→ Extract to read

Dollar Heavy, Poised for More Losses

The US dollar continues to trade with a heavier bias, though largely within recent ranges against the major currencies and emerging market currencies. Among the majors, to note is that sterling and the Australian dollar are trading at new multi-week highs. The wait to see the JPY100 print is being dragged out, though the markets willingness to sell into even modest bounces in the yen seems clear.

The 10-year US-Japanese yield differential is at its best level since the BOJ announced its Q-squared (qualitative and quantitative easing at a little over 125 bp. Japan's 10-year yield reversed yesterday's gains, but longer-end yields rose further today. US 10-year yields have risen from the non-farm payroll low below 1.7%. 

We suspect many observers give too much credence to the FOMC minutes where the ongoing discussion of exit strategies and timing are discussed. Bernanke's warning about the "spring slump" is important and indicates it its premature to expect the Fed to begin tapering off the asset purchases any time soon. Indeed today's data will be seen in light of that warning. Weekly initial jobless claims have backed a bit recently and officials do acknowledge some problem with the adjustment around Easter. Claims are expected to fall back 25k, though economists will be looking at signs of the sequester's impact.

→ Set tasks
a - According to the commentary on the dollar, which two major currencies are trading at new multi-week highs?
b - Summarize the commentary on the dollar in two sentences.
Rely only on the commentary on the dollar to complete what follows.

→ Information supplied
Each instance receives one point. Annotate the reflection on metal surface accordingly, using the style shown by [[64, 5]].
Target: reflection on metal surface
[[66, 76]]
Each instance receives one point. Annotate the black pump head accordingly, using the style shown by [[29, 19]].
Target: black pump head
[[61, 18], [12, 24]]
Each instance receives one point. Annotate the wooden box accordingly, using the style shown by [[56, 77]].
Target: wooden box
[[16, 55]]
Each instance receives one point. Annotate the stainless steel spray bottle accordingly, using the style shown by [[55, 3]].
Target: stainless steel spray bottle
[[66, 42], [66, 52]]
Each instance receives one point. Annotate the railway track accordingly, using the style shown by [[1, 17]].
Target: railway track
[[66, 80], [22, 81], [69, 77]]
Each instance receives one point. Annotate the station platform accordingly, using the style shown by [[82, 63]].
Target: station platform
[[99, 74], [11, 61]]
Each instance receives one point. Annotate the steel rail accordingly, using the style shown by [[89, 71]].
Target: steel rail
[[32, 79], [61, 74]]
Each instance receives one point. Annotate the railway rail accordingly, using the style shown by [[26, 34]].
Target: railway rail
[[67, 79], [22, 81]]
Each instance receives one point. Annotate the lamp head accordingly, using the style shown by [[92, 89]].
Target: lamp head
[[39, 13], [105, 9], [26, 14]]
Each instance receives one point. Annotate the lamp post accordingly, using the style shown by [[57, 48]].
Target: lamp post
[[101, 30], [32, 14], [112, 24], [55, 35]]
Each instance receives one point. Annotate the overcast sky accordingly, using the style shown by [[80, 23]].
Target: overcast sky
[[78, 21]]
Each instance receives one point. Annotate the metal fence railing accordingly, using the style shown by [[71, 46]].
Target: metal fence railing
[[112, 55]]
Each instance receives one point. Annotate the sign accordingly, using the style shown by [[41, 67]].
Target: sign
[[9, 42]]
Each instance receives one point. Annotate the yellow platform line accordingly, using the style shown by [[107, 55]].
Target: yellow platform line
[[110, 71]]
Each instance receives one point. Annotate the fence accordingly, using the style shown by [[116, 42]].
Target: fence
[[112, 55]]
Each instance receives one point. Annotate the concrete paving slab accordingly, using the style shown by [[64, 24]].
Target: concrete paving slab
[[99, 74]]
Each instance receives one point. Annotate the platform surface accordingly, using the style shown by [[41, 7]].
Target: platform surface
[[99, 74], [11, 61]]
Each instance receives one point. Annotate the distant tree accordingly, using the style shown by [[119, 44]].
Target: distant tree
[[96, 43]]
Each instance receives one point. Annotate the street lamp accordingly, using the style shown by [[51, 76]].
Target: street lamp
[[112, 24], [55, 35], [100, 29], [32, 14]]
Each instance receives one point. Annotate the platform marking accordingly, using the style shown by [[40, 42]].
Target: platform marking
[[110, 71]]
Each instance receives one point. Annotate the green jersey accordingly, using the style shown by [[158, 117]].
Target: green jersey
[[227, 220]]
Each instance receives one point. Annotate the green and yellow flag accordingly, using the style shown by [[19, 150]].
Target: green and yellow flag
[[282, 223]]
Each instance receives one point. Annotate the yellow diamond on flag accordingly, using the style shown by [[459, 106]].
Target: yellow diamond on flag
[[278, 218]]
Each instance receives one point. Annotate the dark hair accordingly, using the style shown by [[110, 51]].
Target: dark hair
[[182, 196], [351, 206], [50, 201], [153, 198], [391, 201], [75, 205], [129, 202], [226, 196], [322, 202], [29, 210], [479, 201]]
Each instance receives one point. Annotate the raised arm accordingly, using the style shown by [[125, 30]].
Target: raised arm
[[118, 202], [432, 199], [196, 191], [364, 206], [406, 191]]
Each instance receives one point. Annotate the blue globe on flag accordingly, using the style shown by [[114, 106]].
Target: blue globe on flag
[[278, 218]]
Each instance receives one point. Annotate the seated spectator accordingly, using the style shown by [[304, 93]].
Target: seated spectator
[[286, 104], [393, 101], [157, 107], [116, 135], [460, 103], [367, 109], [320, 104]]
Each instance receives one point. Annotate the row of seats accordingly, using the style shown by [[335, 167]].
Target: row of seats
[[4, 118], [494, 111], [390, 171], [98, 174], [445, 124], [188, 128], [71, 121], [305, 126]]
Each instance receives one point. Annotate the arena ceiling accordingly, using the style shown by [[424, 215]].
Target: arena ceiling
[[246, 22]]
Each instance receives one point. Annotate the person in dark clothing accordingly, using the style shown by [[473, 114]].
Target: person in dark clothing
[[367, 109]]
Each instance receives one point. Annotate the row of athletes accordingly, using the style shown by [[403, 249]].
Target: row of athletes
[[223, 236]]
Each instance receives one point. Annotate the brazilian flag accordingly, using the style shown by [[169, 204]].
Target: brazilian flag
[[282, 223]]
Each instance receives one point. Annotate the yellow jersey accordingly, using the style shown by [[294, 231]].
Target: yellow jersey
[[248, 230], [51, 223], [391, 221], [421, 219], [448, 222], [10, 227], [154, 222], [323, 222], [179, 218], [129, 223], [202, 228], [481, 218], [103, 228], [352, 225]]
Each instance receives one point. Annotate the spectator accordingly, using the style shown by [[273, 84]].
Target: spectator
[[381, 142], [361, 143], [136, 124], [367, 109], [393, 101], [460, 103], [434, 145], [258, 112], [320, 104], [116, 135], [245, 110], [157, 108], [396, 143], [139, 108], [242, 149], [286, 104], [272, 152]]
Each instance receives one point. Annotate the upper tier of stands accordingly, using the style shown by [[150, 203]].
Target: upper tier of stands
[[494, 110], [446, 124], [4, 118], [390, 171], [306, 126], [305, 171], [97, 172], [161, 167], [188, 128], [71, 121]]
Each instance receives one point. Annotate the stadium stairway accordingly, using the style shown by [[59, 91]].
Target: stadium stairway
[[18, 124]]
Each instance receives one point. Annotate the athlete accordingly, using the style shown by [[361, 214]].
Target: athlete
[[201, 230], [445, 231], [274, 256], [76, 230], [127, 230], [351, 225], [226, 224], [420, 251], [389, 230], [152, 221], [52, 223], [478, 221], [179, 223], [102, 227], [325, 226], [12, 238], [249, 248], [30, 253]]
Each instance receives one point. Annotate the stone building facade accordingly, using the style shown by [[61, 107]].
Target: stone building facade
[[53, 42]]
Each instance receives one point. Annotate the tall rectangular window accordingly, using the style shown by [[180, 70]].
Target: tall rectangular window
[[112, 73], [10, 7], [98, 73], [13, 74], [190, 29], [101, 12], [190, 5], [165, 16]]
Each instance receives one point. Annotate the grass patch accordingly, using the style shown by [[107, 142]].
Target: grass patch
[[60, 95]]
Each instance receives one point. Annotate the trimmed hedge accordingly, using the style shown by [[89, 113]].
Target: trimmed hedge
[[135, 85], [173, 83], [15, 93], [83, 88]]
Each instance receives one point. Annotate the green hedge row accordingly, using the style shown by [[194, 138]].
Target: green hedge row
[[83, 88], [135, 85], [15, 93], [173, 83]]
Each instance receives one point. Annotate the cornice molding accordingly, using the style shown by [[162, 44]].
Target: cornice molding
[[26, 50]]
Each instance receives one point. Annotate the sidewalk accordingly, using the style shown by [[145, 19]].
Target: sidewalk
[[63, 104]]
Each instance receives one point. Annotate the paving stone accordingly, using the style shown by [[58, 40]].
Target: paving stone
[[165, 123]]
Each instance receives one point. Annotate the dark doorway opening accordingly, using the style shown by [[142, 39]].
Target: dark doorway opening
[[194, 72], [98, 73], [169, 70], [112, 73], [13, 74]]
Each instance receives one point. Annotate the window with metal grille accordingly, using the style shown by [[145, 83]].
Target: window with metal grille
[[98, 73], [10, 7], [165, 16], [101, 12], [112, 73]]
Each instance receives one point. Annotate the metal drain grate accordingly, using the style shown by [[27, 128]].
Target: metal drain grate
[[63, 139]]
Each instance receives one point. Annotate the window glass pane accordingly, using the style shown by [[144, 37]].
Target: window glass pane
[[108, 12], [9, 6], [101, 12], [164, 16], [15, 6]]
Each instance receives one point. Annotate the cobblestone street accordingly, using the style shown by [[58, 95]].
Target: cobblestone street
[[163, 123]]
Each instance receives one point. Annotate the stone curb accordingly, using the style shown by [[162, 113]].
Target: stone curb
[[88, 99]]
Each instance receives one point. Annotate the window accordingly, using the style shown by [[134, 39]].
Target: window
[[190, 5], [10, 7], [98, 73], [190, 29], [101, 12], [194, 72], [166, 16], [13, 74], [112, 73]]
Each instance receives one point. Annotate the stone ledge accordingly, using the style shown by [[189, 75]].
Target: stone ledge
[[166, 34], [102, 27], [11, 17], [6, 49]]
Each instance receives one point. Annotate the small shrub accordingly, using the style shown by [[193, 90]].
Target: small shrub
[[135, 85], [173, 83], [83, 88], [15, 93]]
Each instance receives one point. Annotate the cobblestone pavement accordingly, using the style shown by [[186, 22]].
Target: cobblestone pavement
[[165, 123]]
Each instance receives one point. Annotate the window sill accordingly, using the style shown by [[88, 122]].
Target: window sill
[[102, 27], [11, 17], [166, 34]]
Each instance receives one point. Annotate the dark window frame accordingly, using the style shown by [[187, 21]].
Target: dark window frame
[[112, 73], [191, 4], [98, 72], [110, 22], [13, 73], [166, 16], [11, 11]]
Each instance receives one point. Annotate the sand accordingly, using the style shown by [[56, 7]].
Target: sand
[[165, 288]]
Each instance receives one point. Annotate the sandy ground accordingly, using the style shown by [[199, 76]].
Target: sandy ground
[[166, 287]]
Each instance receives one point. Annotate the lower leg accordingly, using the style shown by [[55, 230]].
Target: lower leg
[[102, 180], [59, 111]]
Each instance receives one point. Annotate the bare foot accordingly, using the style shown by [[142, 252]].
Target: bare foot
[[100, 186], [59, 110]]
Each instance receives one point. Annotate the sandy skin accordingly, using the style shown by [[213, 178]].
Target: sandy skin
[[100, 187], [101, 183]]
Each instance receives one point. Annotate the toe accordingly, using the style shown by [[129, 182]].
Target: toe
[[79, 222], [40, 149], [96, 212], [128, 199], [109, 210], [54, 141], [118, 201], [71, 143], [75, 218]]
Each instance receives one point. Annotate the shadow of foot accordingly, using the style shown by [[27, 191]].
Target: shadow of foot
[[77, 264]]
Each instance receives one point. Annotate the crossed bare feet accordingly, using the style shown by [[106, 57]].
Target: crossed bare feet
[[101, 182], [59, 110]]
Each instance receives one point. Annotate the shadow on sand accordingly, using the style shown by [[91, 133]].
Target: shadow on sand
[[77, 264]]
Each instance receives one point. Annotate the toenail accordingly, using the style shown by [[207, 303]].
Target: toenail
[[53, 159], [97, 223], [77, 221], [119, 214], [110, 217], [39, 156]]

→ Responses
a - Sterling and the Australian dollar.

b - The US dollar is trading with a heavier bias, though largely within recent ranges, while sterling and the Australian dollar have reached new multi-week highs and markets seem willing to sell into modest bounces in the yen. Bernanke's warning about a "spring slump" indicates that it is premature to expect the Fed to begin tapering its asset purchases soon, and today's data will be seen in light of that warning.